_JOB:_ Pick out each line in the data below that contains the word "coordinates" and copy those lines. Capital and small letters must match.

---------- INFORMATION PROVIDED

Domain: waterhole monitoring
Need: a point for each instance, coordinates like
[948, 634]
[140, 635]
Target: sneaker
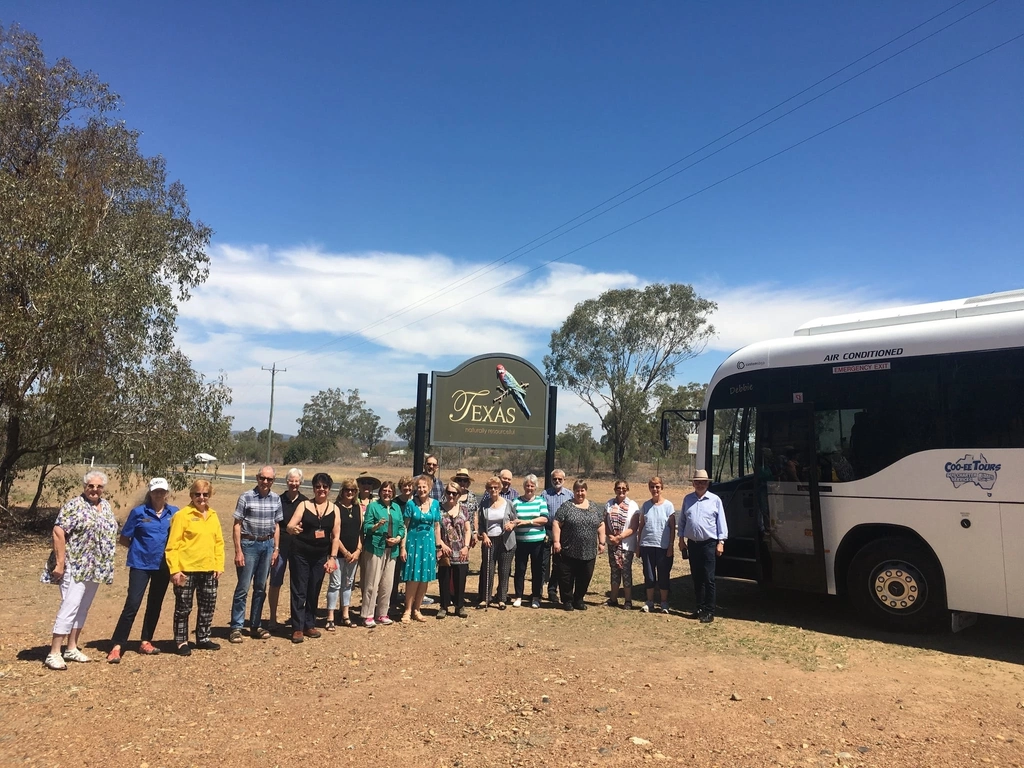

--------------------

_OUTPUT OF THE EXERCISE:_
Need: a point for each instance, coordinates like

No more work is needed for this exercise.